Scan the listing below for the string "item" and copy each line where it turns up.

RECORDS PROVIDED
+--

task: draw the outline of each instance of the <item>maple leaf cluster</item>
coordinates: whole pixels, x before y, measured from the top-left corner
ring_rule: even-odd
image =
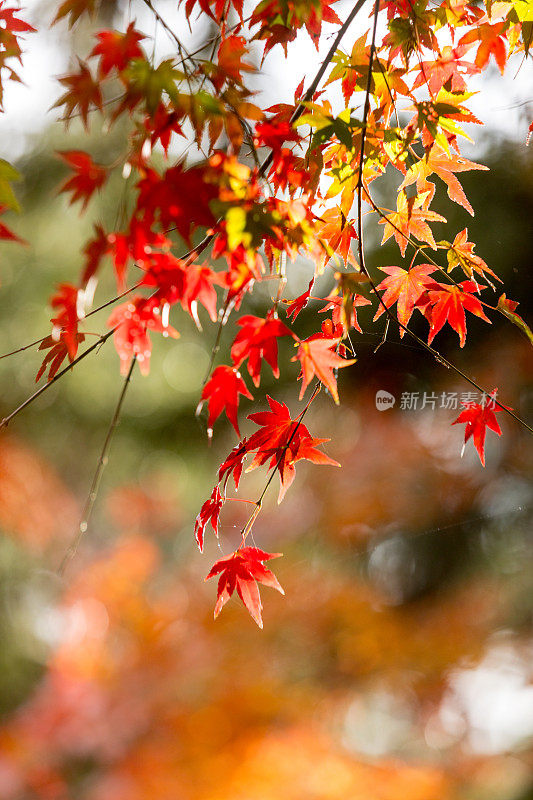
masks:
[[[8,0],[0,0],[0,113],[4,113],[5,81],[21,83],[16,71],[22,64],[22,42],[27,33],[35,33],[35,28],[25,22],[18,14],[19,8],[12,8]],[[0,214],[6,211],[20,211],[11,183],[19,180],[18,171],[5,159],[0,159]],[[10,227],[0,222],[0,240],[27,244]]]
[[[341,39],[361,3],[343,23],[333,8],[336,0],[260,0],[246,19],[242,0],[180,0],[189,24],[197,15],[216,23],[207,58],[189,53],[166,26],[176,55],[158,61],[150,37],[130,20],[123,31],[96,31],[87,56],[60,78],[64,92],[56,107],[67,126],[79,117],[89,129],[99,115],[107,126],[120,119],[128,129],[126,146],[112,163],[79,149],[59,153],[69,169],[60,192],[69,204],[79,201],[84,212],[122,176],[128,212],[110,227],[105,221],[94,226],[78,285],[64,283],[52,297],[52,333],[41,342],[48,352],[37,378],[48,368],[53,380],[67,358],[76,363],[85,305],[110,265],[120,293],[115,299],[125,302],[112,311],[106,336],[113,335],[122,374],[129,375],[135,363],[148,374],[151,336],[179,336],[171,315],[173,322],[179,313],[188,315],[199,331],[204,315],[218,325],[197,412],[207,407],[209,436],[225,414],[240,437],[239,403],[254,400],[246,372],[257,391],[267,371],[276,379],[292,361],[300,368],[300,399],[314,385],[295,418],[272,397],[269,411],[248,415],[259,430],[243,438],[220,467],[196,520],[200,549],[208,524],[218,535],[228,478],[238,488],[248,456],[248,470],[267,467],[267,486],[279,475],[279,500],[298,461],[336,464],[319,449],[328,440],[313,438],[303,417],[321,388],[340,403],[338,371],[356,363],[351,336],[362,333],[359,309],[364,314],[372,306],[373,321],[386,315],[387,326],[391,320],[398,324],[400,337],[414,336],[437,356],[433,341],[446,324],[465,345],[466,312],[483,322],[490,322],[486,311],[500,312],[533,338],[514,301],[505,295],[493,304],[481,298],[500,279],[474,253],[468,230],[450,240],[434,232],[434,225],[446,223],[434,206],[438,183],[451,201],[474,213],[458,177],[486,169],[461,154],[461,139],[469,138],[464,126],[481,124],[468,108],[469,82],[492,62],[503,72],[512,53],[529,55],[530,22],[520,2],[380,0],[372,11],[373,34],[359,36],[345,51]],[[0,58],[20,59],[17,36],[32,29],[4,5]],[[73,25],[95,11],[92,0],[65,0],[55,21]],[[237,20],[231,27],[230,18]],[[386,27],[381,41],[380,20]],[[159,12],[156,22],[165,26]],[[278,46],[286,53],[301,30],[318,48],[324,26],[338,34],[338,46],[315,81],[304,91],[302,79],[291,102],[261,108],[250,88],[260,70],[254,42],[264,44],[264,61]],[[345,108],[326,94],[335,84]],[[187,138],[202,158],[174,158],[177,141]],[[385,175],[397,184],[392,209],[373,198],[373,182]],[[10,197],[14,179],[0,168],[0,187],[7,186],[0,200]],[[382,243],[394,239],[398,247],[397,263],[379,267],[386,274],[381,281],[365,263],[363,216],[383,226]],[[0,236],[16,239],[2,225]],[[297,258],[306,259],[312,274],[308,288],[293,297],[287,278]],[[465,280],[456,279],[457,269]],[[259,284],[274,287],[272,304],[264,313],[255,308],[257,313],[237,316]],[[296,326],[304,310],[308,320],[325,316],[316,316],[315,332],[301,338]],[[427,321],[427,343],[409,327],[414,314]],[[217,363],[230,318],[236,330],[228,342],[230,363]],[[297,348],[292,358],[284,347],[290,339]],[[494,411],[468,408],[457,421],[467,423],[467,439],[474,437],[484,463],[485,427],[499,432]],[[255,505],[240,547],[217,562],[210,576],[221,576],[216,614],[237,591],[260,624],[256,581],[280,587],[262,564],[272,556],[245,543],[261,500]]]
[[[211,523],[215,535],[218,536],[218,520],[226,499],[225,493],[228,479],[232,475],[235,489],[239,488],[244,460],[247,455],[254,454],[252,463],[246,470],[247,472],[268,464],[269,469],[276,470],[279,473],[280,490],[278,503],[281,503],[287,489],[294,480],[296,473],[294,465],[297,461],[305,459],[312,461],[314,464],[340,466],[336,461],[317,449],[318,445],[328,442],[329,439],[314,439],[308,428],[302,423],[301,415],[300,418],[292,419],[285,403],[279,403],[272,397],[268,397],[268,395],[267,400],[270,411],[259,411],[255,414],[250,414],[248,417],[248,419],[260,426],[260,430],[239,442],[220,465],[218,484],[198,514],[195,532],[200,550],[203,550],[204,531],[208,522]],[[223,494],[220,492],[221,484]]]
[[[22,47],[20,40],[26,33],[35,33],[35,28],[19,16],[20,9],[9,7],[9,0],[0,2],[0,111],[4,110],[4,84],[8,80],[20,81],[20,77],[12,66],[13,61],[22,63]]]

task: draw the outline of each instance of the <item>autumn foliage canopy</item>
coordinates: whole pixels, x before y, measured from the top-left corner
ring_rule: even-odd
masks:
[[[243,471],[262,469],[260,497],[241,498],[252,511],[237,549],[206,578],[218,581],[215,616],[236,593],[262,627],[259,584],[283,593],[266,566],[281,554],[263,551],[255,540],[252,546],[249,536],[272,480],[279,479],[281,502],[298,462],[339,466],[324,449],[324,431],[309,430],[305,416],[320,394],[339,405],[338,382],[346,374],[339,370],[357,370],[358,309],[372,306],[375,321],[385,317],[387,329],[396,326],[400,337],[452,370],[438,350],[443,329],[453,330],[464,347],[470,324],[490,325],[501,314],[518,336],[532,339],[467,228],[443,228],[437,187],[474,215],[461,176],[479,171],[483,181],[486,167],[461,153],[472,126],[481,124],[470,110],[471,83],[493,65],[504,73],[510,62],[530,56],[533,8],[527,0],[358,0],[343,6],[341,19],[336,0],[180,0],[190,25],[204,19],[215,31],[191,53],[158,4],[144,2],[173,41],[173,58],[155,60],[151,35],[131,19],[123,30],[95,28],[88,51],[59,78],[56,108],[67,128],[81,118],[89,131],[101,116],[109,128],[127,130],[112,163],[81,149],[59,152],[65,168],[59,191],[83,213],[122,175],[125,202],[117,227],[95,225],[79,274],[73,270],[49,299],[52,329],[38,343],[41,384],[31,399],[112,338],[125,378],[119,413],[136,366],[149,373],[152,338],[179,337],[180,320],[189,315],[212,346],[197,415],[206,419],[207,438],[222,416],[238,437],[213,490],[206,490],[196,541],[202,551],[208,532],[218,536],[229,487],[239,489]],[[95,5],[65,0],[55,22],[76,26],[95,14]],[[368,20],[368,30],[354,40],[357,15]],[[0,77],[17,80],[33,28],[9,0],[0,4],[0,20]],[[318,52],[325,24],[331,46],[316,75],[309,77],[306,65],[293,98],[262,107],[252,87],[271,51],[287,53],[297,37],[309,36]],[[524,130],[524,140],[527,135]],[[184,151],[179,158],[177,146]],[[1,161],[2,212],[19,210],[11,189],[16,177]],[[11,225],[0,225],[1,238],[24,246]],[[397,245],[394,262],[377,272],[365,261],[364,233],[371,227],[382,243]],[[296,259],[308,265],[309,283],[294,297],[287,276]],[[93,308],[98,280],[109,271],[116,297],[102,297]],[[270,297],[264,313],[252,305],[259,287]],[[111,303],[107,330],[89,345],[88,317]],[[300,328],[304,309],[316,312],[310,335]],[[224,364],[218,345],[230,318],[237,333]],[[416,318],[425,319],[424,337],[410,327]],[[280,345],[290,340],[287,357]],[[300,370],[294,402],[303,400],[301,410],[268,396],[268,407],[258,401],[248,414],[252,425],[241,438],[243,400],[254,401],[262,376],[278,378],[292,362]],[[465,443],[473,440],[484,465],[487,429],[501,434],[496,414],[515,415],[493,386],[461,375],[482,399],[466,403],[450,424],[466,425]],[[499,389],[505,398],[505,387]]]

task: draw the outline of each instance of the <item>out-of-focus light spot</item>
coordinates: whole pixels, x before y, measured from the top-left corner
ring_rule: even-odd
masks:
[[[390,605],[403,602],[415,567],[409,546],[401,536],[377,544],[368,561],[369,577]]]
[[[189,342],[169,350],[163,361],[163,374],[169,386],[183,394],[197,394],[209,364],[209,356],[199,344]]]
[[[75,644],[85,638],[103,638],[109,616],[103,603],[86,597],[68,608],[42,608],[35,613],[33,626],[35,634],[47,645],[57,646],[66,641]]]
[[[413,708],[386,690],[357,697],[344,719],[343,745],[372,757],[398,752],[412,736]]]
[[[488,755],[533,736],[532,655],[531,645],[519,650],[502,642],[478,666],[452,673],[440,711],[444,729],[460,736],[466,722],[469,748]]]

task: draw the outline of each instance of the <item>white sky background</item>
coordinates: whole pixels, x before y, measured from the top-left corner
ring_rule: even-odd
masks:
[[[19,69],[24,85],[13,82],[8,82],[6,85],[5,113],[0,115],[2,143],[0,155],[11,161],[16,160],[32,146],[36,133],[61,116],[61,109],[51,109],[63,91],[56,79],[69,71],[69,53],[65,46],[67,25],[61,22],[52,28],[50,24],[58,5],[59,0],[57,3],[27,0],[21,14],[23,19],[38,29],[38,33],[26,37],[23,65]],[[255,2],[246,3],[245,11],[247,6],[253,8],[254,5]],[[176,7],[176,0],[157,3],[158,10],[182,38],[185,46],[194,49],[199,43],[198,36],[194,35],[195,15],[192,17],[191,34],[184,13],[178,12]],[[341,18],[345,18],[351,7],[352,0],[340,0],[336,10]],[[367,14],[368,12],[363,10],[352,24],[343,42],[345,49],[355,36],[370,28]],[[127,24],[132,18],[137,20],[137,27],[141,31],[149,36],[153,35],[155,26],[152,14],[141,0],[133,2],[131,8],[129,4],[125,4],[123,24]],[[120,20],[116,21],[116,25],[120,27]],[[326,35],[322,39],[319,53],[316,52],[307,33],[303,31],[298,34],[295,42],[290,43],[289,56],[286,60],[283,58],[281,46],[275,47],[265,61],[266,80],[260,87],[258,103],[271,105],[291,102],[294,90],[302,77],[306,78],[306,86],[312,80],[336,31],[336,26],[324,25]],[[262,52],[262,47],[263,45],[258,43],[258,54]],[[160,59],[175,54],[175,47],[173,48],[168,35],[160,27],[157,31],[156,53]],[[520,144],[525,146],[527,129],[533,120],[533,74],[531,61],[518,69],[520,63],[521,57],[517,55],[508,65],[503,77],[496,66],[491,66],[488,74],[474,79],[473,88],[482,88],[483,91],[472,98],[469,107],[486,124],[486,133],[510,137],[517,141],[518,146]],[[355,95],[352,102],[357,105],[361,101]],[[483,135],[481,130],[477,126],[471,128],[472,138],[480,140]],[[464,150],[465,155],[474,157],[470,146],[466,146]]]

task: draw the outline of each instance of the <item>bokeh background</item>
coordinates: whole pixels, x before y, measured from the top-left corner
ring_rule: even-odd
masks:
[[[173,3],[160,6],[188,42],[212,35],[201,26],[190,33]],[[142,4],[132,9],[103,3],[99,24],[136,16],[153,34]],[[124,147],[127,123],[109,131],[95,115],[88,135],[76,121],[65,133],[57,110],[45,113],[60,93],[54,72],[92,46],[84,23],[50,29],[54,10],[30,5],[41,33],[28,41],[27,86],[6,95],[1,120],[6,155],[22,174],[23,214],[11,224],[29,241],[3,246],[2,352],[48,331],[46,298],[75,280],[93,222],[120,219],[131,189],[117,178],[84,217],[57,195],[65,170],[55,151],[85,148],[108,163]],[[355,33],[364,28],[362,20]],[[169,52],[160,30],[156,47]],[[318,58],[305,41],[288,64],[274,53],[258,91],[288,101],[302,65],[310,76]],[[530,84],[526,64],[517,83],[509,67],[505,79],[489,74],[480,87],[487,99],[476,113],[487,129],[475,132],[468,155],[490,172],[464,176],[474,219],[442,197],[448,226],[436,238],[468,225],[527,319],[526,68]],[[385,205],[391,190],[392,182],[382,187]],[[375,275],[399,263],[395,246],[378,247],[372,225],[367,239]],[[288,297],[306,287],[310,267],[292,272]],[[97,302],[114,292],[104,275]],[[258,293],[246,308],[264,302]],[[464,351],[453,332],[436,344],[531,424],[531,346],[492,318],[488,326],[469,315]],[[341,406],[320,396],[306,417],[313,435],[331,437],[325,447],[342,469],[299,464],[283,504],[273,486],[254,527],[258,546],[284,553],[275,567],[286,597],[263,590],[264,631],[237,600],[213,622],[215,587],[203,578],[220,550],[208,537],[202,556],[193,538],[217,466],[235,444],[219,421],[208,446],[205,420],[194,415],[216,336],[207,317],[199,334],[176,313],[181,338],[155,341],[150,376],[134,376],[90,530],[64,578],[57,568],[121,388],[111,343],[2,433],[2,800],[533,798],[531,439],[500,414],[503,436],[488,433],[487,467],[471,444],[461,459],[464,429],[451,426],[459,410],[402,410],[400,398],[470,387],[396,331],[374,352],[383,318],[374,325],[363,309],[360,320],[357,364],[339,376]],[[89,330],[101,333],[105,321],[104,311]],[[299,322],[302,335],[314,331],[313,313]],[[425,321],[417,324],[424,335]],[[230,321],[221,362],[234,333]],[[282,349],[284,377],[265,373],[256,402],[273,394],[296,416],[291,355]],[[40,360],[30,349],[0,361],[2,415],[32,391]],[[395,396],[393,409],[377,410],[380,389]],[[241,408],[248,433],[251,407]],[[245,476],[241,496],[258,495],[259,473]],[[226,505],[223,552],[237,544],[245,514],[244,504]]]

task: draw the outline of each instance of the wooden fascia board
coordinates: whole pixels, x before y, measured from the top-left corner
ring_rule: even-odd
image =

+--

WORKED SOLUTION
task: draw the outline of each instance of the <item>maple leaf cluster</item>
task: draw the outline of each instance of the <item>autumn foliage canopy</item>
task: draw the outline of each instance of the <item>out-of-focus light spot</item>
task: draw the outline of each instance of the <item>white sky background</item>
task: draw the outline of each instance of the <item>bokeh background</item>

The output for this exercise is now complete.